**The task**
Set down, exactly as written, every line from the one containing "# test: pointer" through the end of the listing.

**Data extract**
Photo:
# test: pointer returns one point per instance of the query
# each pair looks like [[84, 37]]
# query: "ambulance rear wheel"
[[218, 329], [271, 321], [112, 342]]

**Solution to this problem**
# test: pointer returns one point per instance of the query
# each pair looks like [[84, 37]]
# query: "ambulance rear wheel"
[[218, 329], [271, 321], [112, 342]]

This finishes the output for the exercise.